(Aufgabe) Zitiere die ganze Forendiskussion zu Starcraft LotV Wort für Wort.

# Starcraft LotV



## Hoopster (25. Januar 2016)

Hi, ich wollte mal fragen wer von euch LotV alles spielt? Vielleicht kann man sich ja abends mal verabreden und ein paar Spiele machen.

Ihr könnt mich gerne adden unter Hoopster#2492


----------



## michelthemaster (25. Januar 2016)

Spiele nur Desert Strike


----------



## lurker3d (25. Januar 2016)

bin dabei Hoopster.best strategy game ever


----------



## Hoopster (26. Januar 2016)

Ich nehme mal an das du Royalrumble bist?


----------



## Hoopster (18. April 2019)

Spielt noch wer SC2? Gerne auch Desert Strike


----------



## Hoopster (28. April 2019)

Keiner Lust auf SC2?


Gesendet von iPhone mit Tapatalk


----------



## Hyakutake (10. Mai 2019)

Ich spiele noch Sc2.
Aktueller Patch.
Rasse: terraner:
Liga: Platin (eigentlich Platin 1, zur Zeit eher 3, leider).
Mein Battletag muss ich heute Abend hier ergänzen, Spielername ist gleich dem Username hier, sollte es nicht allzu viele von geben.

Spielt einer von Euch in einem Clan?


----------



## Veriquitas (12. Mai 2019)

War mal im Management im Pcghx Clan hatten auch zu Hots Zeiten Masterspieler, der Clan hat sich aber vor nen paar Jahren aufgelöst aufgrund interner Unstimmigkeiten. Ich persönlich warte auf Wc3 Reforged.


----------

(Auszug Material)
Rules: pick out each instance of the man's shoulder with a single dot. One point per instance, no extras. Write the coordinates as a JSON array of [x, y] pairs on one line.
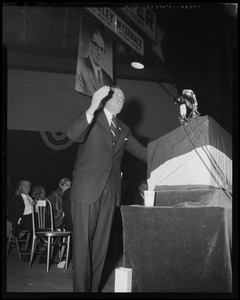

(Antwort)
# Starcraft LotV



## Hoopster (25. Januar 2016)

Hi, ich wollte mal fragen wer von euch LotV alles spielt? Vielleicht kann man sich ja abends mal verabreden und ein paar Spiele machen.

Ihr könnt mich gerne adden unter Hoopster#2492


----------



## michelthemaster (25. Januar 2016)

Spiele nur Desert Strike


----------



## lurker3d (25. Januar 2016)

bin dabei Hoopster.best strategy game ever


----------



## Hoopster (26. Januar 2016)

Ich nehme mal an das du Royalrumble bist?


----------



## Hoopster (18. April 2019)

Spielt noch wer SC2? Gerne auch Desert Strike


----------



## Hoopster (28. April 2019)

Keiner Lust auf SC2?


Gesendet von iPhone mit Tapatalk


----------



## Hyakutake (10. Mai 2019)

Ich spiele noch Sc2.
Aktueller Patch.
Rasse: terraner:
Liga: Platin (eigentlich Platin 1, zur Zeit eher 3, leider).
Mein Battletag muss ich heute Abend hier ergänzen, Spielername ist gleich dem Username hier, sollte es nicht allzu viele von geben.

Spielt einer von Euch in einem Clan?


----------



## Veriquitas (12. Mai 2019)

War mal im Management im Pcghx Clan hatten auch zu Hots Zeiten Masterspieler, der Clan hat sich aber vor nen paar Jahren aufgelöst aufgrund interner Unstimmigkeiten. Ich persönlich warte auf Wc3 Reforged.


----------